* _Directive_:
Recast everything from the line containing "Please mark the region of every instance of the black" down to the line containing "[[[54,193],[49,175],[36,168],[0,168],[0,226],[23,221],[43,208]]]" as a numbered list, leaving out blank lines.

━━━━━ Data records

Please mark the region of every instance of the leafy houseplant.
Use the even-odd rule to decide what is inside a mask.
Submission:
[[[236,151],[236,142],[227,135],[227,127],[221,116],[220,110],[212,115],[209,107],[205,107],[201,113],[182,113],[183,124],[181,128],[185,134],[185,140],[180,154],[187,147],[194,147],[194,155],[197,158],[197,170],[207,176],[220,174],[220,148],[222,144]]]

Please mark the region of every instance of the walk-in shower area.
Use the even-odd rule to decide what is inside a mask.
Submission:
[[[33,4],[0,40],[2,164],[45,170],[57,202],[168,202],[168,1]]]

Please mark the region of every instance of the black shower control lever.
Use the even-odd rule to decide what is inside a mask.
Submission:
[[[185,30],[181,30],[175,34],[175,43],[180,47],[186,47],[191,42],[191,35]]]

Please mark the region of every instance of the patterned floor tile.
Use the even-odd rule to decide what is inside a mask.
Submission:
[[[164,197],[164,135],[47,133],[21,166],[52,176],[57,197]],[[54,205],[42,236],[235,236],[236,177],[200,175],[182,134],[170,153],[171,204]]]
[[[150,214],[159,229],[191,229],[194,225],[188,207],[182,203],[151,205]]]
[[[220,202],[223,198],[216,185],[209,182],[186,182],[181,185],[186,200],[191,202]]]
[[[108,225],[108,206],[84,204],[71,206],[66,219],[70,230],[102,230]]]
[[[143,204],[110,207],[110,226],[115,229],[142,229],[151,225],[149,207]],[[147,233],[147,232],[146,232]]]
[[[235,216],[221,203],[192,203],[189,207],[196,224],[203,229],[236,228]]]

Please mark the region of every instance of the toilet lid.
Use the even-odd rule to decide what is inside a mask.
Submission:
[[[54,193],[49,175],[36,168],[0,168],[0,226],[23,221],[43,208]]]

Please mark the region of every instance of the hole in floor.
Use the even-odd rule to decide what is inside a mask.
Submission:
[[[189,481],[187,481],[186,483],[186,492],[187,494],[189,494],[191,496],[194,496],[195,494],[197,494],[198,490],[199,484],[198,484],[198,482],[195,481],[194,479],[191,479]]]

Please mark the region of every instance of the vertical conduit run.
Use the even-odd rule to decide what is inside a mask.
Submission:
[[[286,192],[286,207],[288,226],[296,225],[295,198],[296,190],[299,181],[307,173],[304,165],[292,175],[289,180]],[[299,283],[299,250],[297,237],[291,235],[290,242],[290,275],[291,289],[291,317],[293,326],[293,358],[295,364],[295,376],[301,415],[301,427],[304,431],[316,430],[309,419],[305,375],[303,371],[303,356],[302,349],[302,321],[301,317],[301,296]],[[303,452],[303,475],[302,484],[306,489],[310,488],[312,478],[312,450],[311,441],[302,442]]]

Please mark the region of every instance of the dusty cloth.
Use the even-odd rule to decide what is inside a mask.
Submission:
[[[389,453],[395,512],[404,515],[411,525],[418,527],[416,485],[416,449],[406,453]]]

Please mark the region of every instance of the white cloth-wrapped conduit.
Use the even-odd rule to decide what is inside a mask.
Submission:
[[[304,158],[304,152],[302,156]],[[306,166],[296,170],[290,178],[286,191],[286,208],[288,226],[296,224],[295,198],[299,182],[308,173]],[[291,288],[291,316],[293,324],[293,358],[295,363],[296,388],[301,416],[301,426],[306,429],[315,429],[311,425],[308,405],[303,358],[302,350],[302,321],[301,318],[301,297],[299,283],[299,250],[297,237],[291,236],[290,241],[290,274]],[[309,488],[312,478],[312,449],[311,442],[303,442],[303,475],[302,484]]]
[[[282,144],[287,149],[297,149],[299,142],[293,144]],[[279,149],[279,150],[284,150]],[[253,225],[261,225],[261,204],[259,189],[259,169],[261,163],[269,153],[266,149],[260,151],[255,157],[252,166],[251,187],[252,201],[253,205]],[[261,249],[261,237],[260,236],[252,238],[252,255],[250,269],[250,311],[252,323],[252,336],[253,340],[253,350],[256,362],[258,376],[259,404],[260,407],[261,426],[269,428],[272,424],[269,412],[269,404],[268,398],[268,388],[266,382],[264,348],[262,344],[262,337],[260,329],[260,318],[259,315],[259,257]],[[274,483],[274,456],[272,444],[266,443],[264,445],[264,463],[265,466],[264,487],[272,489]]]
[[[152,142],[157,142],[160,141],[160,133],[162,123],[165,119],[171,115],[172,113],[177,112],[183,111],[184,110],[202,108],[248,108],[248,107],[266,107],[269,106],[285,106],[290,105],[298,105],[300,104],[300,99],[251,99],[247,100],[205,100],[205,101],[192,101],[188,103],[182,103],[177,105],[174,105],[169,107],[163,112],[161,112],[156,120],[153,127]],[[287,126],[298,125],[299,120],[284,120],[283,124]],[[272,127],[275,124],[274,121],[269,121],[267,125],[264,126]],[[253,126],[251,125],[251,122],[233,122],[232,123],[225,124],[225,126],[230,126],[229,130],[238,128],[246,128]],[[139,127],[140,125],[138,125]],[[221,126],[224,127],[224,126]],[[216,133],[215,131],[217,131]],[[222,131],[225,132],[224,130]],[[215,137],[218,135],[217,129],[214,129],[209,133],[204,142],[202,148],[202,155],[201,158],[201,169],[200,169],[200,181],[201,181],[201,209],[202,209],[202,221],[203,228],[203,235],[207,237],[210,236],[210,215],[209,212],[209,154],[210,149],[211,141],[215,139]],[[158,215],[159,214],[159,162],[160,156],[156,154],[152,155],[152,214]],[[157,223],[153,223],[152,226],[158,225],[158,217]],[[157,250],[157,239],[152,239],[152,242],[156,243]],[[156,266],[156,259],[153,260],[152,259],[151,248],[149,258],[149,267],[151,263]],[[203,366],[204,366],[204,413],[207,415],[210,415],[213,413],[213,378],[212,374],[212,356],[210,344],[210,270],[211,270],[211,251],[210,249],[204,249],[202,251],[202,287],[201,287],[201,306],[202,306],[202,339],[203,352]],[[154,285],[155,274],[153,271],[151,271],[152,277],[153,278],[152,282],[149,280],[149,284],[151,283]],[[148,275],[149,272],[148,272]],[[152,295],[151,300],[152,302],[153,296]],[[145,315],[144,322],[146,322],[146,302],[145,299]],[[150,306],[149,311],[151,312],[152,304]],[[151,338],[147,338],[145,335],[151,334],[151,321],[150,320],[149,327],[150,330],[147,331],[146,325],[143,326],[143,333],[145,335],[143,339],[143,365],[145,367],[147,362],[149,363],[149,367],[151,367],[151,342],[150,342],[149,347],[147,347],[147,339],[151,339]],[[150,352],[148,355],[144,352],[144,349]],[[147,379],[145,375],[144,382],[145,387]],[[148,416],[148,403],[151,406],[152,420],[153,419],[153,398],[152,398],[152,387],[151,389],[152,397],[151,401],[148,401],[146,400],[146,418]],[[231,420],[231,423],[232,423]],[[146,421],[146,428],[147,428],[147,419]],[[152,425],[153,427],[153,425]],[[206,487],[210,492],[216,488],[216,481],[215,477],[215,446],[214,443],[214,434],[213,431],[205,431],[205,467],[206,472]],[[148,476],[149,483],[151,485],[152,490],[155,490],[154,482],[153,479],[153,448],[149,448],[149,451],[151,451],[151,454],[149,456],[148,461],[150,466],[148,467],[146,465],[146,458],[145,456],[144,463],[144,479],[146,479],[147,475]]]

━━━━━━━━━━

* _Complete answer_:
1. Please mark the region of every instance of the black shower control lever.
2. Use the even-odd rule to decide what is inside a mask.
3. Submission:
4. [[[185,30],[181,30],[175,34],[175,43],[180,47],[186,47],[191,42],[191,35]]]
5. Please mark the region of every instance of the patterned floor tile.
6. Use the even-odd rule to decide what is inside a mask.
7. Submission:
8. [[[164,197],[164,135],[47,133],[21,166],[52,176],[57,197]],[[54,205],[42,236],[235,236],[236,177],[200,175],[182,134],[170,153],[171,204]]]
9. [[[150,214],[159,229],[191,229],[194,225],[188,207],[182,203],[151,205]]]
10. [[[220,202],[223,198],[216,185],[209,182],[186,182],[181,185],[186,200],[191,202]]]
11. [[[108,225],[108,206],[84,204],[71,206],[66,219],[70,230],[102,230]]]
12. [[[143,204],[110,207],[110,226],[115,229],[142,229],[151,225],[149,207]],[[147,233],[147,232],[146,232]]]
13. [[[235,216],[221,203],[192,203],[189,207],[196,224],[203,229],[236,228]]]
14. Please mark the region of every instance of the toilet lid.
15. Use the even-odd rule to decide what is inside a mask.
16. Submission:
17. [[[54,193],[49,175],[36,168],[0,168],[0,226],[23,221],[43,208]]]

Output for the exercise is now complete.